▶ Task requirements
(1) In the Creed review, where is Adonis fighting the first time he is seen as an adult?
(2) Write the next part of the Creed review, picking up after its final sentence.

▶ Passage
────────────────
Creed
[dropcap]T[/dropcap]he world of boxing films has produced some serious heavyweights over the years, such as Raging Bull, the original Rocky and more recently, The Fighter. So nowadays when new fighting films come out such as The Warrior, Southpaw, and Creed, they have something to prove. Creed is a great film, and more than proves its worth.
There is a wealth of emotional depth and some great performances. Adonis ‘Donnie’ Johnson (Jordan) is the illegitimate son of Rocky Balboa’s (Stallone) once adversary and then friend, Apollo Creed. He spends time in children’s homes and juvenile prisons before Creed’s widow adopts him and raises him with love as her own.
The first time we see Adonis as an adult, he is fighting in Mexico. He is alone tying his gloves in the locker room, and loneliness and companionship are key themes in the film. For all Adonis’s confidence, however, he is embarrassingly knocked down after he offer’s his Mustang to anyone that can land a headshot on him and we see that he isn’t all he believes himself to be. If only there were someone to train him…
The question of whether Rocky Balboa is the main character or a supporting role is one I found myself asking several times throughout the film. Stallone was always going to have a weightier screen presence in this film than Jordan. The audience is teased a few times before we see Rocky in the flesh with shots of the famous Rocky statue and Youtube clips of his fights with Apollo. This is helpful as it allows Johnson’s character to develop instead of being overshadowed by Rocky.
────────────────
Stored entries

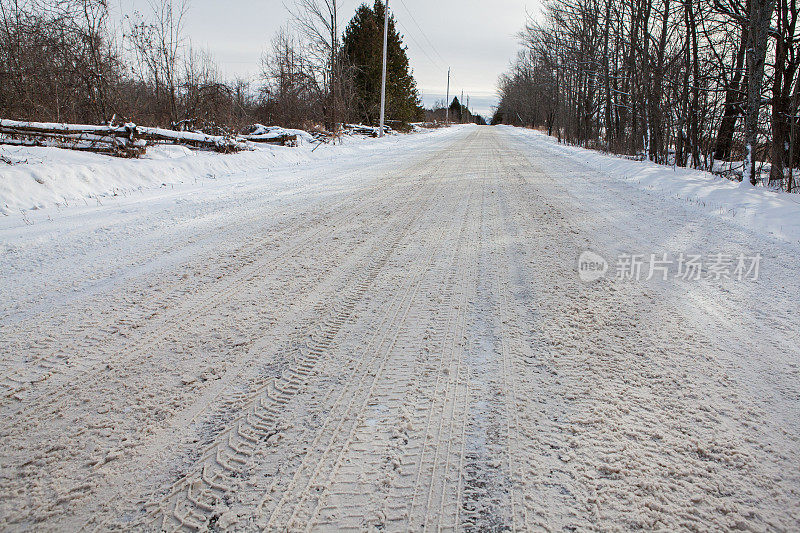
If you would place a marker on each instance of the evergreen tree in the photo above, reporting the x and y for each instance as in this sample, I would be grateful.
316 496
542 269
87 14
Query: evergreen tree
362 50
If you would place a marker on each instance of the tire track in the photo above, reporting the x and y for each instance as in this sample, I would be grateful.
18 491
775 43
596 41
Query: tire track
195 502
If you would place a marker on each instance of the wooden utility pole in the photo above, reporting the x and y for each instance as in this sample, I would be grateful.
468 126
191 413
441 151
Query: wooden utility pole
385 57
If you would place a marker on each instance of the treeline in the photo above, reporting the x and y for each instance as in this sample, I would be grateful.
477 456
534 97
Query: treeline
456 112
708 84
68 61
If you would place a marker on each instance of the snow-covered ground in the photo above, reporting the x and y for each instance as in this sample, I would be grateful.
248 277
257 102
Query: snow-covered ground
395 335
757 208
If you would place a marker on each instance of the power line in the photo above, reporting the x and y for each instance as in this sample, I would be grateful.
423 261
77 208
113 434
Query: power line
422 31
433 61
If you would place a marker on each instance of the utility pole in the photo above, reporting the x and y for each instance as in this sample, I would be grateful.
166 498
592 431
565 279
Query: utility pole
385 58
447 99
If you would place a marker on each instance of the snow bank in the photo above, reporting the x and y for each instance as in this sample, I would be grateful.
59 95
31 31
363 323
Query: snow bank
47 177
762 210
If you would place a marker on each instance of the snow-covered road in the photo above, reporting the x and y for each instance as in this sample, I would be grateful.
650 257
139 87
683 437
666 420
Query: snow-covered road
397 341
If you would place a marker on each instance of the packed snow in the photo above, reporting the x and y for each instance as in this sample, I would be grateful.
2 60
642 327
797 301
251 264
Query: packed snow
392 335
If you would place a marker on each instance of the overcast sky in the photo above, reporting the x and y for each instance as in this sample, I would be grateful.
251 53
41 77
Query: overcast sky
477 38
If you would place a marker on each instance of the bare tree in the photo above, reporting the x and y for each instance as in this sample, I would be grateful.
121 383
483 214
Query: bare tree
318 22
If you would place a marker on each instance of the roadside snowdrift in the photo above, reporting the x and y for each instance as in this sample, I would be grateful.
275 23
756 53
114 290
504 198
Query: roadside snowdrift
43 177
756 208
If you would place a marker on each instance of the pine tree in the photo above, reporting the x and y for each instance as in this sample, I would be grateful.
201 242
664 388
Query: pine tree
362 50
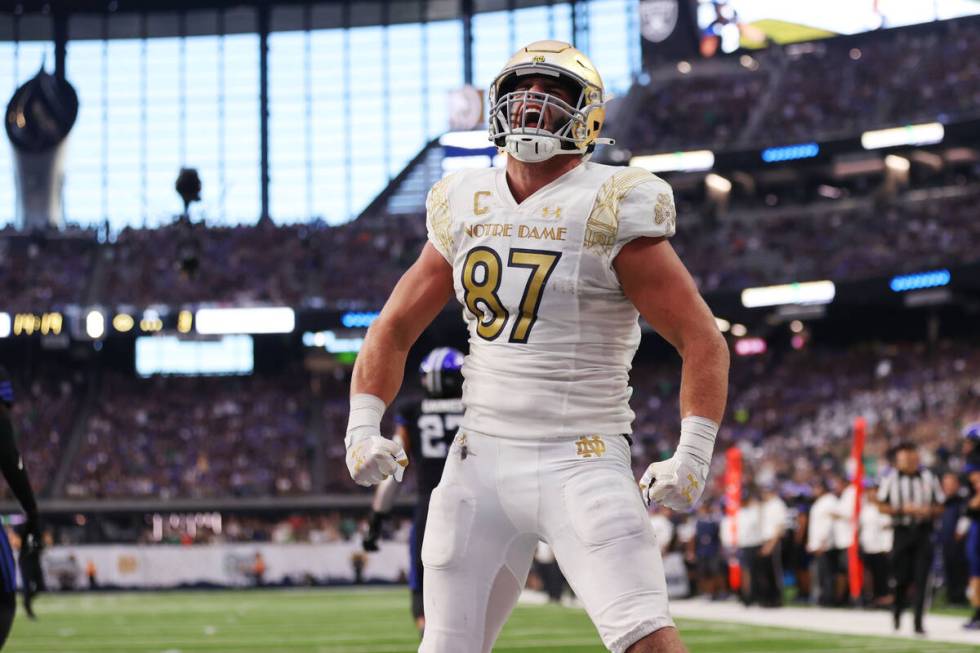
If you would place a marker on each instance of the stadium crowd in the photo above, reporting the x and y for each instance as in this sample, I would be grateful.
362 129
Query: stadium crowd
317 266
43 413
195 438
812 91
46 270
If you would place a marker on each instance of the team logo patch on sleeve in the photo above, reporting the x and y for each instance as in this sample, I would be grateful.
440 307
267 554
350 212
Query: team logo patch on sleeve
587 447
664 211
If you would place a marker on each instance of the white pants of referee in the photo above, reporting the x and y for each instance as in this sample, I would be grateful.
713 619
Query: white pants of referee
497 499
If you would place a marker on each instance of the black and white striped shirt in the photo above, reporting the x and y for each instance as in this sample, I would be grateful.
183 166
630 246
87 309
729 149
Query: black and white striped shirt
900 490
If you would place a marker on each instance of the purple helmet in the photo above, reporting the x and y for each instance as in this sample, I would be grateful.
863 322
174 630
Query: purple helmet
442 374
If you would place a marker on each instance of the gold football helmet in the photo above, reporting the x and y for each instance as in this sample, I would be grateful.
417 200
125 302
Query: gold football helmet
532 125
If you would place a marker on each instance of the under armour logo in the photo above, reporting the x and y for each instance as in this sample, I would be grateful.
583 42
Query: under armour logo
587 447
688 492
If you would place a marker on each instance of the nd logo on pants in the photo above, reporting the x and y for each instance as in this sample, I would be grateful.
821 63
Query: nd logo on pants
497 498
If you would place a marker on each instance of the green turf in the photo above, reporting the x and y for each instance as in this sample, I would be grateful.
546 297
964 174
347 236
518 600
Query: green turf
370 621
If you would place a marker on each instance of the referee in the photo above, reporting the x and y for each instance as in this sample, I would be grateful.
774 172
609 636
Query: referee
913 498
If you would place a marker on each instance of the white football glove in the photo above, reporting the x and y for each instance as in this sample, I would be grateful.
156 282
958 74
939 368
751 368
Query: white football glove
676 482
679 481
372 459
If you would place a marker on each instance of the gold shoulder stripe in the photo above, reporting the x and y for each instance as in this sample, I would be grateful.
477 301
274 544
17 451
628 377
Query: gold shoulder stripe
440 218
603 223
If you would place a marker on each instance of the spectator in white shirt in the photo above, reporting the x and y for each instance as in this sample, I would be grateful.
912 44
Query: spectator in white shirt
875 538
774 515
821 542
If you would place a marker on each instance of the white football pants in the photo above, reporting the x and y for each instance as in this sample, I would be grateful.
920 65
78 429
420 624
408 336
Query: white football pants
497 498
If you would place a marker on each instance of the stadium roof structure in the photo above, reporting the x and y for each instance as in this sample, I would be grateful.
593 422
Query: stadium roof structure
200 17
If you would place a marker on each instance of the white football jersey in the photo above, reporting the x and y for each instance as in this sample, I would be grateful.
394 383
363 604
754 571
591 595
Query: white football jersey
552 335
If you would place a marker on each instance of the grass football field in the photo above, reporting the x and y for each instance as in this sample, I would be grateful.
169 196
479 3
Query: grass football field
369 621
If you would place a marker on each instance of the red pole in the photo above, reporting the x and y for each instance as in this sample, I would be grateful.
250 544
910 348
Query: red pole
856 575
733 501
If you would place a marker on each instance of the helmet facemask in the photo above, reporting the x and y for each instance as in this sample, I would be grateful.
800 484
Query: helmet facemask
534 126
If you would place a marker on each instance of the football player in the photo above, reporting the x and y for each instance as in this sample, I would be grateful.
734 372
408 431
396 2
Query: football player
553 259
13 470
426 430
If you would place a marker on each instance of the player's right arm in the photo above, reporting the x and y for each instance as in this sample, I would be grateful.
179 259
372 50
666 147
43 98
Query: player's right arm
418 297
384 498
12 466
────────────────
▶ Expected outputs
(1) In Mexico.

(2)
It certainly helps that the on screen chemistry between Stallone and Jordan is outstanding. We get a sense that Adonis is over the moon to work with his hero, but also that Jordan is honoured to fill Stallone’s shoes. At points, the relationship between the two does seem forced as Adonis goes searching for Rocky like Luke Skywalker searching for Yoda.
This is counterbalanced by the very organically progressing relationship between Johnson and his downstairs neighbour and then girlfriend Bianca (Thompson). Bianca is, thankfully, a well developed character with goals and interests of her own and not just arm candy for Adonis. She is a singer with progressive hearing loss, and this poignantly mirrors Rocky, an aged athlete no longer able to fight.
Stallone’s performance in the film is phenomenal . We can really feel how much the character of Rocky means to him in every line he delivers. One of the most poignant scenes is the one where he goes to visit his wife and brother in law.
He has no one to talk to but his deceased family and goes to the cemetery so often that he has a chair hidden in a tree there that he picks up as if from muscle memory. There are some amusing throwbacks to provide some comic relief from Rocky’s sad life, such as when he makes Adonis attempt to catch a chicken like his trainer, Mickey, made him do.
There are two main fight scenes in the film, Creed’s first professional fight, and the climactic fight of the film. The first is a cinematic masterpiece captured in one, magnificent long take. It is gritty, and modern, and feels palpably real. The latter is melodramatic, with unnecessary adornments such as lighting changes, sound effects and close ups of spilt blood, but none the less exciting to watch to the very end.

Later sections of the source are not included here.